**Dataset excerpts:**
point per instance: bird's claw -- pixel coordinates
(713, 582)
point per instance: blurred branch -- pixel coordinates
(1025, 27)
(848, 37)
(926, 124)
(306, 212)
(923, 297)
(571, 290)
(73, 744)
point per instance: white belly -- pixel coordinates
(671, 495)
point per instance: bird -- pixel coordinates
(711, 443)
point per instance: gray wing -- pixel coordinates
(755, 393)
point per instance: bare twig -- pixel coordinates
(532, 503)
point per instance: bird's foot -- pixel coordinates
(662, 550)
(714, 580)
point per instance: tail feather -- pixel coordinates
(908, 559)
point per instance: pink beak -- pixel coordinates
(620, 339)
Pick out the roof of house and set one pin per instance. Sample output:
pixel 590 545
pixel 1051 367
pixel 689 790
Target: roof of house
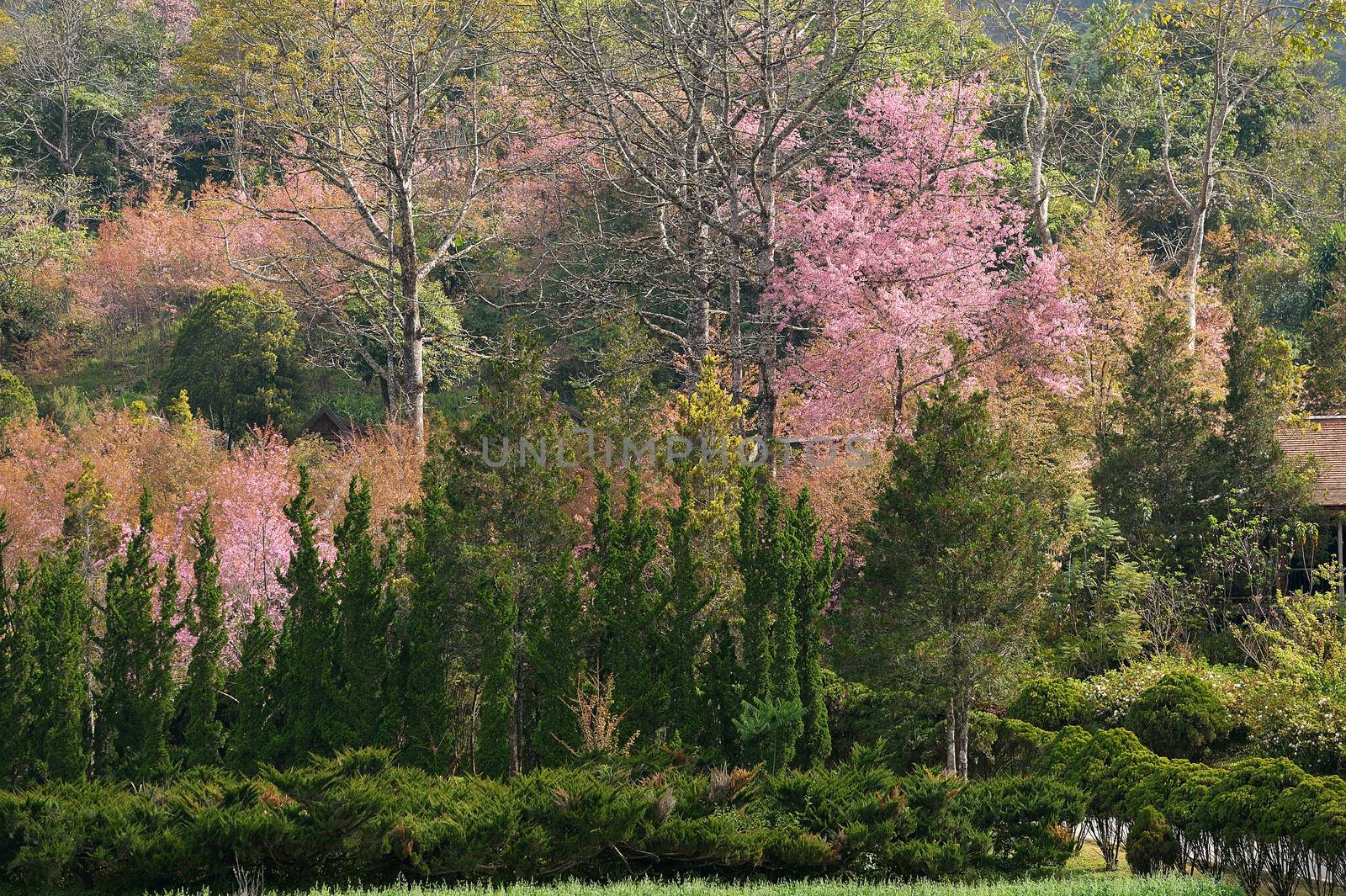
pixel 1325 439
pixel 329 424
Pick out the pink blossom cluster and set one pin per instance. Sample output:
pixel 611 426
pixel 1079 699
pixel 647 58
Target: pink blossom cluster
pixel 902 241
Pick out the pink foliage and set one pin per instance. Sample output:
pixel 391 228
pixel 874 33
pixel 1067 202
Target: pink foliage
pixel 904 240
pixel 148 262
pixel 249 496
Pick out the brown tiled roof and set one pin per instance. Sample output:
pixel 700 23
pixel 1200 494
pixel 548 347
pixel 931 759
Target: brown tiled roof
pixel 1325 439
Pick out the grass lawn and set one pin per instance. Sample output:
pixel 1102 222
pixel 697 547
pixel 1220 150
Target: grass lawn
pixel 1080 884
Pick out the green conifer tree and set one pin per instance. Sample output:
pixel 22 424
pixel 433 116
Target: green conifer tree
pixel 305 692
pixel 818 574
pixel 249 739
pixel 18 667
pixel 628 607
pixel 757 552
pixel 134 700
pixel 204 734
pixel 360 581
pixel 723 694
pixel 556 651
pixel 431 638
pixel 686 624
pixel 60 745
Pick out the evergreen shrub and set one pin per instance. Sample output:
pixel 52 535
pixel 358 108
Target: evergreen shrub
pixel 1052 704
pixel 1179 718
pixel 360 819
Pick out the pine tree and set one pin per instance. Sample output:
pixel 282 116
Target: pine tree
pixel 955 565
pixel 204 734
pixel 132 705
pixel 686 624
pixel 1263 392
pixel 757 554
pixel 785 655
pixel 1150 475
pixel 60 692
pixel 305 691
pixel 723 694
pixel 628 607
pixel 161 692
pixel 249 739
pixel 500 624
pixel 18 667
pixel 430 638
pixel 556 650
pixel 818 574
pixel 769 564
pixel 360 581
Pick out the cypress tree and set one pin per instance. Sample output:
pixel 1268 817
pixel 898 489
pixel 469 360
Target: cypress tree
pixel 159 694
pixel 428 635
pixel 500 619
pixel 688 622
pixel 628 607
pixel 249 739
pixel 818 575
pixel 18 667
pixel 363 607
pixel 134 700
pixel 556 651
pixel 204 734
pixel 723 694
pixel 785 658
pixel 305 692
pixel 755 547
pixel 60 692
pixel 769 564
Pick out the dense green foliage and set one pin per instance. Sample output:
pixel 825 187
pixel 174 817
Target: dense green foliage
pixel 237 357
pixel 1256 819
pixel 1050 704
pixel 15 400
pixel 360 819
pixel 1179 716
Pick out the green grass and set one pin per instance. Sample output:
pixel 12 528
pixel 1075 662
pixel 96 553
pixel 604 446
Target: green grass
pixel 1076 886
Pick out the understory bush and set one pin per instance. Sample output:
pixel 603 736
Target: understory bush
pixel 1151 846
pixel 1178 716
pixel 1052 704
pixel 1260 821
pixel 360 819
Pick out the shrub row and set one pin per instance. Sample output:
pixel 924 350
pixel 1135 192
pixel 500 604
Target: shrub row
pixel 360 819
pixel 1258 819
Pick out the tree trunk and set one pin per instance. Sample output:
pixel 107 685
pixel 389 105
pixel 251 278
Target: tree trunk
pixel 415 366
pixel 962 734
pixel 1193 271
pixel 951 738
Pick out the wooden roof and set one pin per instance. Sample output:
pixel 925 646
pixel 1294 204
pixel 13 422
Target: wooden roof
pixel 1325 439
pixel 329 424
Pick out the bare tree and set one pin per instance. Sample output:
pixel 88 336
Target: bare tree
pixel 1211 60
pixel 390 137
pixel 700 112
pixel 1076 103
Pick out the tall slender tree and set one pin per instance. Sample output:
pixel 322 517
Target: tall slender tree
pixel 134 701
pixel 305 655
pixel 18 669
pixel 360 586
pixel 60 739
pixel 818 575
pixel 953 563
pixel 251 687
pixel 204 734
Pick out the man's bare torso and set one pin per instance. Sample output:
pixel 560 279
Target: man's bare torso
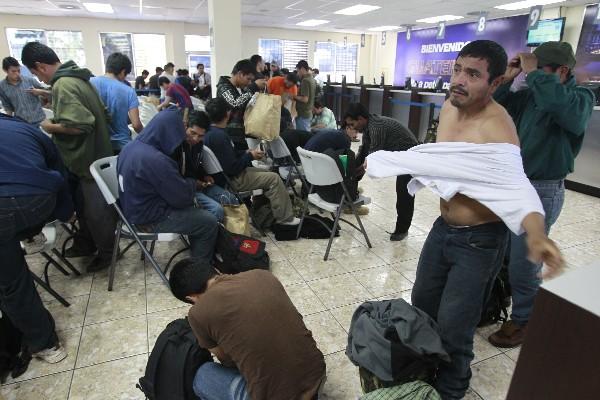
pixel 490 125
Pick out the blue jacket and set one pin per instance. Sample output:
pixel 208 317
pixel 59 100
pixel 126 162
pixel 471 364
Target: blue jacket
pixel 30 165
pixel 151 185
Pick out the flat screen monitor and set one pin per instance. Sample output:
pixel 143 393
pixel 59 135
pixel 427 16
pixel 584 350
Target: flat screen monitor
pixel 548 30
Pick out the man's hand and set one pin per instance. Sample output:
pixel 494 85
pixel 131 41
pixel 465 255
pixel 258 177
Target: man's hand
pixel 256 154
pixel 542 249
pixel 528 62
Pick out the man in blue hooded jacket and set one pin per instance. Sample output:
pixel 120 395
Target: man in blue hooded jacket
pixel 154 195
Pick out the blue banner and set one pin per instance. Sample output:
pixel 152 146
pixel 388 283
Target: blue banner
pixel 424 57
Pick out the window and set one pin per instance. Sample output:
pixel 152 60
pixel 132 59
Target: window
pixel 286 53
pixel 336 60
pixel 197 50
pixel 68 45
pixel 145 50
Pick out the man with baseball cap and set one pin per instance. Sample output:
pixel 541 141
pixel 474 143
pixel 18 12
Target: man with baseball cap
pixel 551 115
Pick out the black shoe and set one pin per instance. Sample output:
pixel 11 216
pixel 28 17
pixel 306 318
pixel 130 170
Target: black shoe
pixel 79 251
pixel 398 236
pixel 98 264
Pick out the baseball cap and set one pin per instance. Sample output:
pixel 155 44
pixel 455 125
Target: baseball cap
pixel 560 53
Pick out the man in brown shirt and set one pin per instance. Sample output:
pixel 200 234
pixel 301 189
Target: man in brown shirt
pixel 249 322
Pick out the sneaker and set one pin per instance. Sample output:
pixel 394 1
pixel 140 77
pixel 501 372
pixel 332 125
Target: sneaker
pixel 398 236
pixel 34 244
pixel 52 355
pixel 510 335
pixel 362 210
pixel 98 264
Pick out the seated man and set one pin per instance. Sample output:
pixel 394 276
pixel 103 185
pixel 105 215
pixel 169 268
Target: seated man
pixel 189 157
pixel 175 93
pixel 237 165
pixel 261 357
pixel 33 191
pixel 323 117
pixel 154 195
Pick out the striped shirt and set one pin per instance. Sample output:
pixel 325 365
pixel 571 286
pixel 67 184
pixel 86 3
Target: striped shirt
pixel 25 105
pixel 384 133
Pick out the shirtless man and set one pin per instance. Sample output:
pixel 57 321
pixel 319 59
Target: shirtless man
pixel 465 248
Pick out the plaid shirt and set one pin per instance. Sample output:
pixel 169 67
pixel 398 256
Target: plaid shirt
pixel 25 105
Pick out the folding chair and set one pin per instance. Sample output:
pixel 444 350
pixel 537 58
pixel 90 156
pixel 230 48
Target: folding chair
pixel 104 172
pixel 321 170
pixel 48 252
pixel 212 166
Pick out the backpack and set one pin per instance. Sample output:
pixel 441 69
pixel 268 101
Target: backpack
pixel 173 363
pixel 496 308
pixel 334 193
pixel 238 253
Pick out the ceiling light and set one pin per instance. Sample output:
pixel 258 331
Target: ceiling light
pixel 312 22
pixel 384 28
pixel 520 5
pixel 99 7
pixel 441 18
pixel 357 9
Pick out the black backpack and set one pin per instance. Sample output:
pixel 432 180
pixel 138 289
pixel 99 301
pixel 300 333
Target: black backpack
pixel 334 193
pixel 237 253
pixel 496 308
pixel 173 363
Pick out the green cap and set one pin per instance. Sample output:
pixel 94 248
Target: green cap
pixel 560 53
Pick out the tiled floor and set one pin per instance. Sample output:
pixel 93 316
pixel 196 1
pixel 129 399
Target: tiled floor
pixel 108 335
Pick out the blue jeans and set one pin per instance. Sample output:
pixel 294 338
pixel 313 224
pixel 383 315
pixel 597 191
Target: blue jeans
pixel 216 382
pixel 21 217
pixel 199 225
pixel 303 124
pixel 524 275
pixel 455 275
pixel 213 198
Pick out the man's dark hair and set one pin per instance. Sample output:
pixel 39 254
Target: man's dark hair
pixel 9 62
pixel 292 77
pixel 490 51
pixel 34 52
pixel 199 119
pixel 255 59
pixel 356 110
pixel 216 109
pixel 117 62
pixel 245 67
pixel 190 276
pixel 302 64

**What the exercise asks:**
Set out as a numbered list only the lines in the rows above that start at the line containing "Pick out the grass" and run through the line containing "pixel 60 745", both included, with any blank lines left out.

**Task solution:**
1. Pick out the grass lawn and set one pin per instance. Sample output:
2. pixel 1102 222
3. pixel 697 547
4. pixel 1220 150
5. Target: grass lawn
6. pixel 1080 884
7. Pick out the green conifer tree and set one pin per instance. Sample output:
8. pixel 22 424
9. pixel 433 116
10. Target: green conifer tree
11. pixel 305 692
12. pixel 818 574
13. pixel 249 739
14. pixel 18 667
15. pixel 628 607
16. pixel 757 552
17. pixel 134 700
18. pixel 204 734
19. pixel 360 581
20. pixel 723 694
21. pixel 556 651
22. pixel 431 638
23. pixel 686 624
24. pixel 60 745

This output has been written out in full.